- _SHORT TASK_: Gather every line in the following listing that contains the string "below". Case matters, so count only matches with the same capitalization.

Stored listing:
^^^^

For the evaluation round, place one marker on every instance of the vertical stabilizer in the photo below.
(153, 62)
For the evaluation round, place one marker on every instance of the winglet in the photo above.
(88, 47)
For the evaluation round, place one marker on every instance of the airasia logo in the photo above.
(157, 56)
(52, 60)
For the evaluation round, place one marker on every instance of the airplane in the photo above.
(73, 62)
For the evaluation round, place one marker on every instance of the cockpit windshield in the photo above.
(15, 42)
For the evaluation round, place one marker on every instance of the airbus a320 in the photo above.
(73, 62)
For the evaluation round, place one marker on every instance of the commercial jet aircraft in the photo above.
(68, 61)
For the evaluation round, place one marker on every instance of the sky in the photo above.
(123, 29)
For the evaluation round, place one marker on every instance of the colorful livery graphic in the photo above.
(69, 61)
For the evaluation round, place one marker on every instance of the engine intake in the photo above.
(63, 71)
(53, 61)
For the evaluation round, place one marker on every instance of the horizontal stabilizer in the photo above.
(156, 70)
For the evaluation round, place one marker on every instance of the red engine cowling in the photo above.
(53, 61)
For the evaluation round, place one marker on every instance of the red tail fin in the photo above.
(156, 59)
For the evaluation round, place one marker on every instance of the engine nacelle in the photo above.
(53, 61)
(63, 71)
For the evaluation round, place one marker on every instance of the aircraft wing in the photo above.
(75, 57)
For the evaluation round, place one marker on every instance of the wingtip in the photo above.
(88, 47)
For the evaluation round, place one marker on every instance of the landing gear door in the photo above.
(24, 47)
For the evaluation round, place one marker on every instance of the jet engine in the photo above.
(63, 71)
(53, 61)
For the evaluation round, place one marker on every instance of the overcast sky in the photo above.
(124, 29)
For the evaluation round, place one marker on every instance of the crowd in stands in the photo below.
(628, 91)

^^^^

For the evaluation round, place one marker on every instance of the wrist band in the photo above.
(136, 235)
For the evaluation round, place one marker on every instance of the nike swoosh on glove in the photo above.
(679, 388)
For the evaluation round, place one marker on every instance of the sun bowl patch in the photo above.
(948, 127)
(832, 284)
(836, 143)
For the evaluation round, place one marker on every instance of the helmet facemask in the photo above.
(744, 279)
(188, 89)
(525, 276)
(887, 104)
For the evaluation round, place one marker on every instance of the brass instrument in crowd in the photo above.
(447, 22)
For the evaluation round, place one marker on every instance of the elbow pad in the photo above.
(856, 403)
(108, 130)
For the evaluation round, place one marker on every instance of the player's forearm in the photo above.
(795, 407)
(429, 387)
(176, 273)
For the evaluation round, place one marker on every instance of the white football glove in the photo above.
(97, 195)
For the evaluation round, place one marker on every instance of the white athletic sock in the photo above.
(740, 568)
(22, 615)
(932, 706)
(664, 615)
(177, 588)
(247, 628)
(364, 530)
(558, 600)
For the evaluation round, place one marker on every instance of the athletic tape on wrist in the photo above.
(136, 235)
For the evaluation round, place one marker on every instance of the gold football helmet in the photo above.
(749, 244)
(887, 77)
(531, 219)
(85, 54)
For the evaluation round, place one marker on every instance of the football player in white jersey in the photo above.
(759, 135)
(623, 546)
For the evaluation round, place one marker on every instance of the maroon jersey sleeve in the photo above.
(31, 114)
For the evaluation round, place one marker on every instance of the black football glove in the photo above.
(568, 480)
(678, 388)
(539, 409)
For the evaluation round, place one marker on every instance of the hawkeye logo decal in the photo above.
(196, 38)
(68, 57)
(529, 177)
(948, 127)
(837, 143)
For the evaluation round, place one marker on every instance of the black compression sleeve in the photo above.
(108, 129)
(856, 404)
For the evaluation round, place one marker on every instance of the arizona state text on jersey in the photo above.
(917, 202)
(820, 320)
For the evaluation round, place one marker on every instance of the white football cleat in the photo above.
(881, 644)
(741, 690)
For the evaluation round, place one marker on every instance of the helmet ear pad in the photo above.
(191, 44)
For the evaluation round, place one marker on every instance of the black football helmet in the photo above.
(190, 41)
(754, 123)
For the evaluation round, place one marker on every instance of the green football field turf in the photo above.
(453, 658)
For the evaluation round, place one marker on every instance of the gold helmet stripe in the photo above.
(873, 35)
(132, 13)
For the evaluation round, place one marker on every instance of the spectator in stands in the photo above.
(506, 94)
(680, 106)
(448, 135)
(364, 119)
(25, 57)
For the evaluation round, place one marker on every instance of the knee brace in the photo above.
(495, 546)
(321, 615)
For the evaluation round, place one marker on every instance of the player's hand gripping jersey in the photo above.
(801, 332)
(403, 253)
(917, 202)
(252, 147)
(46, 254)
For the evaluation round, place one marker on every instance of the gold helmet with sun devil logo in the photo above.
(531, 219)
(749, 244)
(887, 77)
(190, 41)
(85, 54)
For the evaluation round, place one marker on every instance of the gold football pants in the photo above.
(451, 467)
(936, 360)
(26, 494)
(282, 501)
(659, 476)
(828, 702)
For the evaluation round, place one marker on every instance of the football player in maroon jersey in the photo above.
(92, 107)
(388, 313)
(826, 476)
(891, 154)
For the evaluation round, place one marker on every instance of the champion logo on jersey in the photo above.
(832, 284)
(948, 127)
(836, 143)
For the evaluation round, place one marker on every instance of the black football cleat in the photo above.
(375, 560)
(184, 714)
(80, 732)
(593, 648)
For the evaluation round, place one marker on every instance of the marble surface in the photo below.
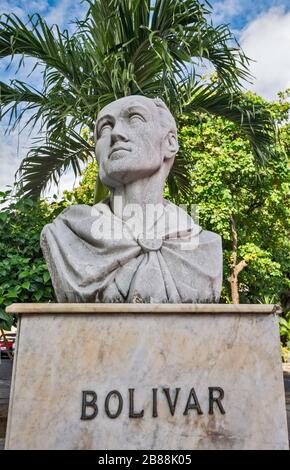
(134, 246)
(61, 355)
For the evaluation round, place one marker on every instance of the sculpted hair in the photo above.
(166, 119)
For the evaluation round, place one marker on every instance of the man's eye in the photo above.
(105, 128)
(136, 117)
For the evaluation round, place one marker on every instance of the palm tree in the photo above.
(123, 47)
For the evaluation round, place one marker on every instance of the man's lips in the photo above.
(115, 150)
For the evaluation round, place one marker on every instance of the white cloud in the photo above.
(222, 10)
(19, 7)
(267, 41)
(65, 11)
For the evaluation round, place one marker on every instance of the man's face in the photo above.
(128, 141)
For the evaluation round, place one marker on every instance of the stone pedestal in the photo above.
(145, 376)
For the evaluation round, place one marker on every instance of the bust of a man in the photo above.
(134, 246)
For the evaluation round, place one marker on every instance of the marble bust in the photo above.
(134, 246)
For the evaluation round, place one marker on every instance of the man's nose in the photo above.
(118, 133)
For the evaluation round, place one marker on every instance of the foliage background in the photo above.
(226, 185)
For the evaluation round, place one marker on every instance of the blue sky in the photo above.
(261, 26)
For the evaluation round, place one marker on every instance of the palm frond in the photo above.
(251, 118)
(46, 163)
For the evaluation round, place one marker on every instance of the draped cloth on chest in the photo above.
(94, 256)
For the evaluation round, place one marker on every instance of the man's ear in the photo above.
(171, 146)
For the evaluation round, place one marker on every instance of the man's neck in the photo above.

^^^^

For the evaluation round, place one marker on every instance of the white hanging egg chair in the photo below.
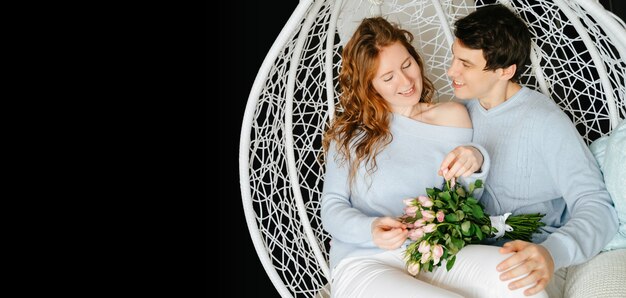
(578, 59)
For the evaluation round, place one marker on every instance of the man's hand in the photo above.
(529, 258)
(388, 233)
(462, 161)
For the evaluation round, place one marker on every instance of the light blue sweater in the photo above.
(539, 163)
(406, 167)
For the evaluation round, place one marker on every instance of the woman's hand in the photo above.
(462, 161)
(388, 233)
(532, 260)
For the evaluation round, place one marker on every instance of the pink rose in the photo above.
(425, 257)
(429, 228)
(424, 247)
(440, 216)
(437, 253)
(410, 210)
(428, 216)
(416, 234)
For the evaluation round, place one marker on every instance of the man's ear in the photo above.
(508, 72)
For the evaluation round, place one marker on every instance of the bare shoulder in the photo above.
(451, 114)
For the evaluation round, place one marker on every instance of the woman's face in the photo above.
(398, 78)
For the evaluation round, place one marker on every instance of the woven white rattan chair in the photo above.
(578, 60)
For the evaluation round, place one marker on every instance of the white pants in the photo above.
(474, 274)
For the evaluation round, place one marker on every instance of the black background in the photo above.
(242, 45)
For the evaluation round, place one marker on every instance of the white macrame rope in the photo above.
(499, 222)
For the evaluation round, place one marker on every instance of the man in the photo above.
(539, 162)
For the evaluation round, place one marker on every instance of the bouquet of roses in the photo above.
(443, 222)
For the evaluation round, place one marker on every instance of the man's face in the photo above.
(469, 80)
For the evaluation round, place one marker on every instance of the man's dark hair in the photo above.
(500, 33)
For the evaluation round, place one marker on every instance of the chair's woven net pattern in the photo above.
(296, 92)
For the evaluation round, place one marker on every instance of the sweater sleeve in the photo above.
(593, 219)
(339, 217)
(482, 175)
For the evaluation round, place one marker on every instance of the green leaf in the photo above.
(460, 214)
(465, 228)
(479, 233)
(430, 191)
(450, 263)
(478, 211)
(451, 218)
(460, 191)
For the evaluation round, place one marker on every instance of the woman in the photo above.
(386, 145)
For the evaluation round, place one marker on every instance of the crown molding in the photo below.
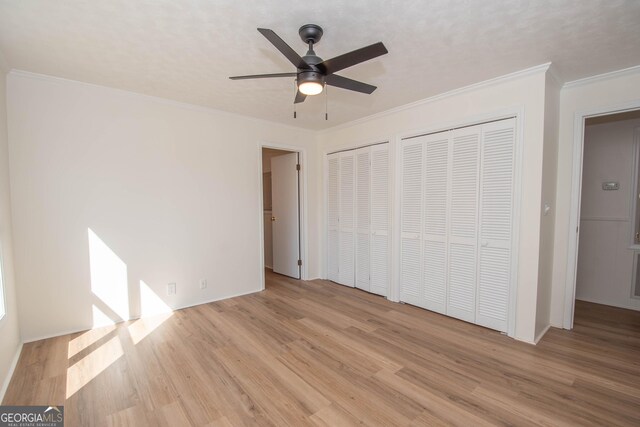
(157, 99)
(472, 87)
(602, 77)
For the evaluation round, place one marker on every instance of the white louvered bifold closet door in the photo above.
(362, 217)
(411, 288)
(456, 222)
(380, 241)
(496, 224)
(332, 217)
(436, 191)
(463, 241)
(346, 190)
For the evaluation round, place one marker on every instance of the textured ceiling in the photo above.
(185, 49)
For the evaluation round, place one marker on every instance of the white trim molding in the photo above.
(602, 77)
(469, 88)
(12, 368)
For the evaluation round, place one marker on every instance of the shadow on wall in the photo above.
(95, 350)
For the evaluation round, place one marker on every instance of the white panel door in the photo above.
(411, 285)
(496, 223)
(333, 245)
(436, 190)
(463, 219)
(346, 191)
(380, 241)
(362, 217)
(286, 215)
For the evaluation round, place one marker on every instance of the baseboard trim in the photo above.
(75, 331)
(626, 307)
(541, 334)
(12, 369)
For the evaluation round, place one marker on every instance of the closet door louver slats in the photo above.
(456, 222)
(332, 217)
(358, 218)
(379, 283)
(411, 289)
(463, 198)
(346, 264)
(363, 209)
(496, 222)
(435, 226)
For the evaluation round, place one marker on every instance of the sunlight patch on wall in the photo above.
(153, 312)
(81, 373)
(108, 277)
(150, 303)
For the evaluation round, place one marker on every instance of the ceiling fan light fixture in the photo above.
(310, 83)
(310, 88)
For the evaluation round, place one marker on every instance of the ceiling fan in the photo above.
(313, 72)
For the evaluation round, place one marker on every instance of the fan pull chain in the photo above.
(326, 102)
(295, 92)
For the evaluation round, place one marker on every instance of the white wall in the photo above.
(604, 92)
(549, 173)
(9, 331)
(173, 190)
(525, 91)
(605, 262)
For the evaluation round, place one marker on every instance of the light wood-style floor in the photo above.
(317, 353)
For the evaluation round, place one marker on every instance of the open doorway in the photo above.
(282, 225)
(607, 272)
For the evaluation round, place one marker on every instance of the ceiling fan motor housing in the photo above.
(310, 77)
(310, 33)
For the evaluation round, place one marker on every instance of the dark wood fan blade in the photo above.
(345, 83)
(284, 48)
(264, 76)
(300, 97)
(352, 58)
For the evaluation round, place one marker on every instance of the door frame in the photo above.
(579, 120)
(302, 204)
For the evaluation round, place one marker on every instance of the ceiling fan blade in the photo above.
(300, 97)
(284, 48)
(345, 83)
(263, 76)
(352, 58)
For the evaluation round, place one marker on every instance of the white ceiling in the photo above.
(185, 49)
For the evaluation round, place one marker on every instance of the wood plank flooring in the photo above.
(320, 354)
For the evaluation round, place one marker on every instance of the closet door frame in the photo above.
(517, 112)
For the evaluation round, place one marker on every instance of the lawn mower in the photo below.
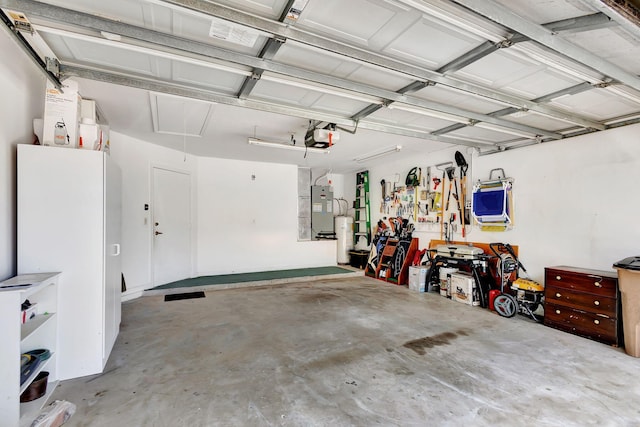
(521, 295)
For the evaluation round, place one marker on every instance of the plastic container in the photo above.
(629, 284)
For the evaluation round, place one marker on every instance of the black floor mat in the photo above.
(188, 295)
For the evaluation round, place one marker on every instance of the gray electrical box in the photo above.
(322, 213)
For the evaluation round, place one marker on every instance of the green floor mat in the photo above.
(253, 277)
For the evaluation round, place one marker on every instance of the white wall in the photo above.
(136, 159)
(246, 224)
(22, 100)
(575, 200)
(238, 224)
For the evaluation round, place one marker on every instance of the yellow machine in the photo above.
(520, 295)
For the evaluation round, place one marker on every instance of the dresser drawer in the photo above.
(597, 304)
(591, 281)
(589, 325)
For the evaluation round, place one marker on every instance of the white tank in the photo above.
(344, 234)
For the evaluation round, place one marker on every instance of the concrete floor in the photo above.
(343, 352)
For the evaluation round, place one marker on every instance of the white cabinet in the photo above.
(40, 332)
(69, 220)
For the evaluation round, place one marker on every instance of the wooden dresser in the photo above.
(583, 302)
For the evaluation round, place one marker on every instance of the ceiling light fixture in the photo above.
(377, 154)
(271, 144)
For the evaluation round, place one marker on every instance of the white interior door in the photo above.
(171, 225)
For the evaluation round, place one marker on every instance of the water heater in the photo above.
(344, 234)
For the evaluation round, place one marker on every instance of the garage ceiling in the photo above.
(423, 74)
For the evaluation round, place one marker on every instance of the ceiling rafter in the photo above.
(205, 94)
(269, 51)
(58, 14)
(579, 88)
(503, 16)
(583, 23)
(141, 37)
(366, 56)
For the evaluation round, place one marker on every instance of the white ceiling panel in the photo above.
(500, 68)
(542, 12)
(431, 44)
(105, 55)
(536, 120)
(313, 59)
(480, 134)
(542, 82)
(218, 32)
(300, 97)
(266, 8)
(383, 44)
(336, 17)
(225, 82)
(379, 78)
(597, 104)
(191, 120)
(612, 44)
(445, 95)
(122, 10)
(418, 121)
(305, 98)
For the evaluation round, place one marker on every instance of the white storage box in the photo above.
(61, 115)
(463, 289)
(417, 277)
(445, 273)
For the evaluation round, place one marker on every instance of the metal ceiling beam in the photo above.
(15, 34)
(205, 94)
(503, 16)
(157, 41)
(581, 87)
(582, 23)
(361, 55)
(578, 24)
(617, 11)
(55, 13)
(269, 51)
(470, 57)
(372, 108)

^^^^

- _REPLY TO THE EXERCISE_:
For the evaluation round, place one marker on every instance of the vertical stabilizer in the photo below.
For the evaluation round, place one marker on every instance of the crowd in stands in the photo below.
For the evaluation round, place one marker on every instance of the marble surface in the photo below.
For the evaluation round, place one marker on every instance of the white hanging egg chair in the photo below.
For the evaluation round, place one marker on every instance of the crown molding in the photo below.
For the evaluation round, place one marker on every instance of the lawn mower in the photo below.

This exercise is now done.